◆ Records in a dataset
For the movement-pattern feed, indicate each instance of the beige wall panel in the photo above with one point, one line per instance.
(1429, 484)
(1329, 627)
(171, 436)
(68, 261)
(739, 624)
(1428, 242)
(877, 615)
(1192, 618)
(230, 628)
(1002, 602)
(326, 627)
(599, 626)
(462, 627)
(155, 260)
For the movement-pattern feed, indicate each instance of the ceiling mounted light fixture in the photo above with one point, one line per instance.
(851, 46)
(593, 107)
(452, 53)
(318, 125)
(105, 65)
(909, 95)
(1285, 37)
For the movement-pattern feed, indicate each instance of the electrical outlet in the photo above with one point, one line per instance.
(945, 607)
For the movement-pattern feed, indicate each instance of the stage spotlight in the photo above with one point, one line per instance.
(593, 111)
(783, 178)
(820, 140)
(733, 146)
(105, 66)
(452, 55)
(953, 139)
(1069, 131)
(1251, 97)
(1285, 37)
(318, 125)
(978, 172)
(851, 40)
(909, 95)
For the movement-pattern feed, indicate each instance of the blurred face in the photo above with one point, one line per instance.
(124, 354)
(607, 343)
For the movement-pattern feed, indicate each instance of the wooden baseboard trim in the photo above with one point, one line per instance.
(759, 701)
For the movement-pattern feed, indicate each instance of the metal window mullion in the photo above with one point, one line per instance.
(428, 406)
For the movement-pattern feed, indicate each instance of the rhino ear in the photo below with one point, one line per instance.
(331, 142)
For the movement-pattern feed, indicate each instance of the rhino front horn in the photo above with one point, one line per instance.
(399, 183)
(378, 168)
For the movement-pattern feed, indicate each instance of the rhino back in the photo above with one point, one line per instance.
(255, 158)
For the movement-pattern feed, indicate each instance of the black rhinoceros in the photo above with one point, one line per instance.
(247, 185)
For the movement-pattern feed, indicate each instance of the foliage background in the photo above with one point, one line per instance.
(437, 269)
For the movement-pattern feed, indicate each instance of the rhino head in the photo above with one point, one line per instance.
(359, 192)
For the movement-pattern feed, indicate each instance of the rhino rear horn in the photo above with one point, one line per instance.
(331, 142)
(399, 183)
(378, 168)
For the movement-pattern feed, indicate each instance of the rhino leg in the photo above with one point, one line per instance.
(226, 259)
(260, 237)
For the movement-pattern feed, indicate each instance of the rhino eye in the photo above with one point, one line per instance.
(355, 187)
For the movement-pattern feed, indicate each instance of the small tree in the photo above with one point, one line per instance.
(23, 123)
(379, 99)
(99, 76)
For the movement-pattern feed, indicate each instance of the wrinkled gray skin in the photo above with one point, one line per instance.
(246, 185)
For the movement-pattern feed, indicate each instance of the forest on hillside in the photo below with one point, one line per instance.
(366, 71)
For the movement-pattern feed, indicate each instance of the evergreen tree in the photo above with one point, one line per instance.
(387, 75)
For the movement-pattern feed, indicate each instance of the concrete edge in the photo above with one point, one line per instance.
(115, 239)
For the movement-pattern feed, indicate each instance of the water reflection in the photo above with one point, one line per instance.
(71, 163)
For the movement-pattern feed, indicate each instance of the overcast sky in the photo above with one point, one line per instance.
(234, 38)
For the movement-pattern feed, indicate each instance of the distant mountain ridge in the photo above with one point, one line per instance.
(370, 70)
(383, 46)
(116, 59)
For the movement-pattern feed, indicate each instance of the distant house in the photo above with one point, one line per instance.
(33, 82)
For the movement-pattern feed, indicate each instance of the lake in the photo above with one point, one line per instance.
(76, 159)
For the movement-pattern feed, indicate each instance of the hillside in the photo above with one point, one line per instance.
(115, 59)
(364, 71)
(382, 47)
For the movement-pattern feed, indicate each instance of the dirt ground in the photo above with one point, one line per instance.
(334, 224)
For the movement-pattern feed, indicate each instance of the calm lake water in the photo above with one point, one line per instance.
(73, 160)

◆ Brief
Copy out the entire listing above, reproducing every line without any change.

◆ Answer to the exercise
For the movement-pattern feed, indicate each instance of the beige wall panel in the photo above with one point, one line per instance.
(1429, 484)
(1329, 627)
(171, 436)
(68, 261)
(739, 624)
(1428, 242)
(877, 615)
(1192, 618)
(230, 628)
(1002, 602)
(326, 627)
(599, 626)
(462, 627)
(155, 260)
For the movement-pattern feed, indicate each instance of the ceiling mounted light fixture in the photo above with one point, one line per instance.
(851, 46)
(593, 107)
(452, 53)
(318, 125)
(105, 65)
(909, 95)
(1285, 37)
For the movement-pattern feed, indicate each instance of the electrical outlet in the photo above with one point, one line per instance.
(945, 607)
For the movement-pattern feed, indicate each instance of the stage spotlight in the photo above with one point, one line per instance.
(593, 111)
(783, 178)
(820, 140)
(733, 146)
(105, 66)
(452, 55)
(953, 139)
(1069, 131)
(1251, 97)
(1285, 37)
(318, 125)
(978, 172)
(851, 40)
(909, 95)
For the movement-pattern feed, indicate each instance of the blurred face in the photo above with one point, one line per instance.
(124, 354)
(607, 343)
For the movement-pattern feed, indicate each instance of the wooden baseboard trim in the photo above with one point, one line per instance.
(759, 701)
For the movement-pattern feed, indicate each instance of the metal window mullion in the photo above with one point, one line per instance.
(428, 406)
For the movement-pattern feed, indicate each instance of the rhino ear in the photo below with one point, one line per instance.
(331, 142)
For the movement-pattern feed, indicate each instance of the rhino front horn in the photo above with one point, one line per instance.
(399, 183)
(378, 168)
For the movement-pattern feed, indicate each instance of the rhino back in the photo above with one point, one line per instance.
(255, 158)
For the movement-pattern feed, indicate each instance of the black rhinoceros in the photo above with one point, one line per instance.
(247, 185)
For the movement-pattern feed, indicate each instance of the foliage background in the photo above with one point, one line per instance.
(437, 269)
For the movement-pattern feed, indicate each instance of the rhino head in the photo above with one point, one line per instance.
(359, 192)
For the movement-pattern feed, indicate each instance of the rhino rear horn in the photo above with one point, one line per instance.
(331, 142)
(399, 183)
(378, 168)
For the movement-pattern feed, indicate each instance of the rhino leg in the photo above with one point, one line per instance.
(226, 259)
(260, 237)
For the movement-pattern feed, indicate each instance of the rhino eye in the photo above with one point, one line per instance.
(355, 187)
For the movement-pattern feed, indicate each instance of the small tree in the photo above with one point, one line per instance.
(23, 123)
(379, 99)
(99, 76)
For the movement-pattern feed, indicate each instance of the wrinkled gray skin in the photo above with one point, one line per instance.
(246, 185)
For the movement-pattern feed, indicate each instance of the forest on hillside in the photo below with one point, one line per instance.
(366, 71)
For the movement-pattern feed, indicate each instance of the evergreen tree in the photo above with one point, one line per instance.
(387, 75)
For the movement-pattern feed, indicate each instance of the concrete edge in the photo above with one point, one line per instance.
(115, 239)
For the movement-pattern feed, indicate each instance of the water reflection in the photo above with one point, one line per instance.
(71, 163)
For the movement-pattern feed, indicate each instance of the overcast sky in the photo above with one point, one line per instance.
(234, 38)
For the movement-pattern feed, indicate each instance of the distant mountain ridge in the photo above with one point, one line per instance.
(370, 70)
(383, 46)
(116, 59)
For the movement-pattern feed, indicate each instance of the distant house in the photo above with one point, one line per instance.
(33, 82)
For the movement-pattern feed, indicate each instance of the lake in the photo above with one point, one line per instance.
(76, 159)
For the movement-pattern feed, indicate each instance of the hillside in the photo above with one point, one line per instance.
(115, 59)
(364, 71)
(382, 47)
For the movement-pattern feed, indicate each instance of the dirt ground in the photo above with one point, one line per instance.
(334, 224)
For the movement-pattern feed, indicate each instance of the calm lake water in the photo above with one point, one line per instance.
(73, 160)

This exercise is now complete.